#### YOUR TASKS
[1] According to the debutanizer text, why can LPG be blended only up to the flash specification?
[2] Rewrite the paragraph of the debutanizer text that begins "In the debutanizer column 600" as a short bulleted list that keeps its main facts.
[3] Continue the debutanizer text from where it stops.

Unstabilized naphtha in line 304 is pumped by pump 320 in line
312'. Because valve 313 is closed and the valve on line 311 is
open, line 311 diverts the stream into line 338' to provide a mixed
stream in line 314. The stream in line 314 is split between line
402 which transports the mixed stream to a debutanizer column 600
and line 220 which may send naphtha to line 500 for blending. A
portion of the unstabilized naphtha is refluxed to the fractionator
column 30 via line 42a.
[0046] In the debutanizer column 600, a portion of the cracked
stream comprising naphtha is subjected to fractionation to separate
LPG from naphtha. Fractionation yields a C.sub.4-- overhead in
overhead line 602 which is condensed in condenser 606 with the
production of steam and dewatered in receiver 608. The condensed
LPG is pumped and split between reflux line 610 which is returned
to the debutanizer 600 and LPG line 612. The LPG line 612 feeds a
blend line 614 which blends LPG with the processed products in line
500 and an optional product line 616 which recovers LPG as product
which may be stored and/or sold locally. LPG is an excellent cutter
component, but because of its high vapor pressure can be blended
only up to the flash specification. Hence, the split between lines
610 and 612 and 614 and 616 should be set to maximize the LPG
blended in line 500 up to the flash specification. Any excess can
be captured and sold as LPG perhaps after further stripping of dry
gas therefrom or used in the fired heater 20 or the CO boiler 90. A
dry gas stream 618 from the receiver 608 may then be fed to a
hydrogen purification unit 700 in downstream communication with the
fractionator 30 and an overhead line 602 of the debutanizer 600.
The dry gas stream in dry gas line 618 contains hydrogen and may be
considered a hydrogen stream. The debutanizer column 600 also
produces a bottoms stream in bottoms line 604 typically comprising
C.sub.5+ material. The bottoms stream 604 is split into several
streams. A reboil line 620 is heated by reboiler 622 and returned
to the debutanizer column 600. A naphtha feed stream in line 340'
transports naphtha to the hydrotreating reactor 60 which is in
downstream communication with the bottoms line 604 of the
debutanizer 600. A portion of the naphtha stream may be split off
in line 626 and recovered as product in line 626 to be stored
and/or sold locally.

#### DATA EXTRACT
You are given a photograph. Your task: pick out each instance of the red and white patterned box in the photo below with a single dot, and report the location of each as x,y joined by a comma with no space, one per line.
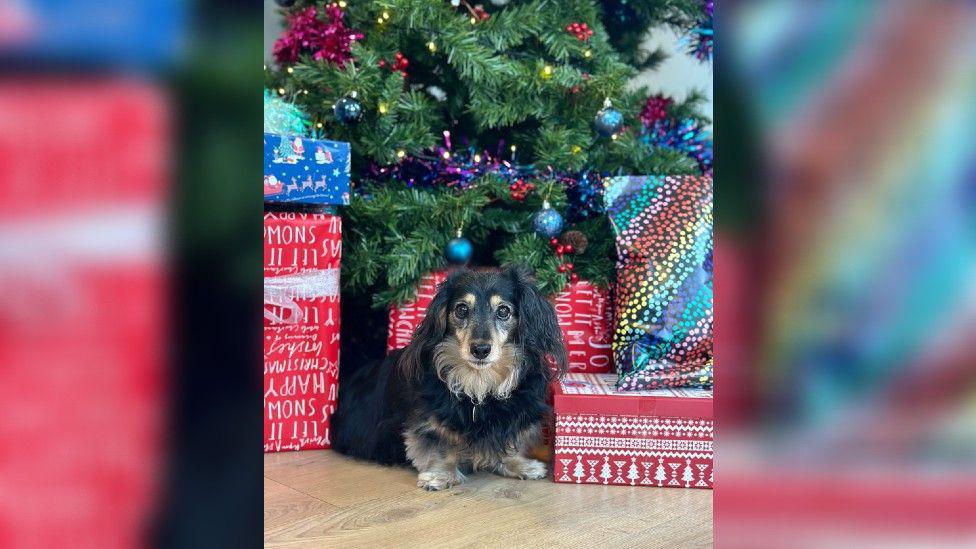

#### ANSWERS PER TASK
[1] Because of its high vapor pressure.

[2]
- In debutanizer column 600, fractionation separates LPG from naphtha in a portion of the cracked stream.
- The C4 and lighter overhead in line 602 is condensed in condenser 606, which produces steam, and is dewatered in receiver 608.
- The condensed LPG is split between reflux line 610, which returns to the column, and LPG line 612.
- Line 612 feeds blend line 614, which blends LPG with the processed products in line 500. It also feeds optional product line 616, which recovers LPG as a product.
- LPG is an excellent cutter component, but its high vapor pressure limits blending to the flash specification. The splits should be set to maximize the LPG blended in line 500 up to that limit.
- Excess LPG can be sold, perhaps after further stripping of dry gas, or used in fired heater 20 or CO boiler 90.
- Dry gas stream 618 from receiver 608 contains hydrogen and may be fed to hydrogen purification unit 700.
- Bottoms line 604, typically C5+ material, is split three ways:
  - Reboil line 620 is heated by reboiler 622 and returned to the column.
  - Line 340' carries naphtha feed to hydrotreating reactor 60.
  - Line 626 recovers a portion as naphtha product.

[3]
Absorber
[0047] An alternative embodiment, shown in phantom in FIG. 2,
utilizes an absorber 400 in downstream communication with the
fractionator 30 to separate a naphtha portion of the cracked stream
into a C.sub.3+ naphtha stream and a dry gas stream. The compressed
wet gas in line 324' may continue on in line 324a through an open
valve 327 and is fed to the bottom of the absorber 400 instead of
proceeding in line 325 because the control valve on line 325 is
closed. Similarly, the unstabilized liquid naphtha is pumped in
line 312' which may continue on in line 312a through an open valve
313 to a top of the absorber 400 because the valve on line 311 is
closed. In this embodiment which utilizes the absorber 400, streams
in lines 324' and 312' are not combined and fed to the debutanizer
via line 314 but are kept separate. In the absorber 400, the
unstabilized liquid naphtha absorbs liquefied petroleum gas (LPG)
from the wet gas and exits the absorber 400 in a bottoms line 401
comprising C.sub.3+ naphtha. The absorbent line is split between
product line 220 for delivering C.sub.3+ to line 500 for blending
and a debutanizer feed line 402. The debutanizer 600 is in
downstream communication with the bottoms line 401 of the absorber
400 via line 402. Additionally, an optional naphtha recycle stream
in line 624 from the bottoms of the debutanizer may be recycled to
the absorber 400 to recover more LPG. In a further embodiment, a
portion or all of the heavy naphtha in line 201 may be diverted via
line 503 to the naphtha recycle line 624 to supplement the naphtha
feed to the absorber 400 and increase the recovery of LPG in line
401. A dry gas stream with less LPG than in the wet gas in line 324
comprising C.sub.2--, H.sub.2S and H.sub.2 exit the absorber 400 in
an overhead line 404. The dry gas stream in line 404 flows through
an open control valve 405 to join dry gas stream 618 and provide
combined dry gas stream in line 406. The dry gas streams in
overhead line 404 and dry gas lines 618 and 406 contain hydrogen
and may be considered hydrogen streams. Dry gas stream containing
hydrogen is carried by dry gas line 406 to the hydrogen
purification unit 700 in downstream communication with the overhead
line 404 of the absorber 400.
Dry Gas Purification
[0048] In an embodiment, the hydrogen in the dry gas stream may be
purified before it is used for hydrotreating to increase the
hydrotreating catalyst life. Several types of hydrogen purification
units may be suitable.
[0049] The dry gas in line 406 may be fed to an amine absorber 334
to remove hydrogen sulfide and carbon dioxide. A lean aqueous amine
scrubbing solution is introduced into absorber 334 via line 336 and
scrubs hydrogen sulfide and carbon dioxide from the dry gas stream.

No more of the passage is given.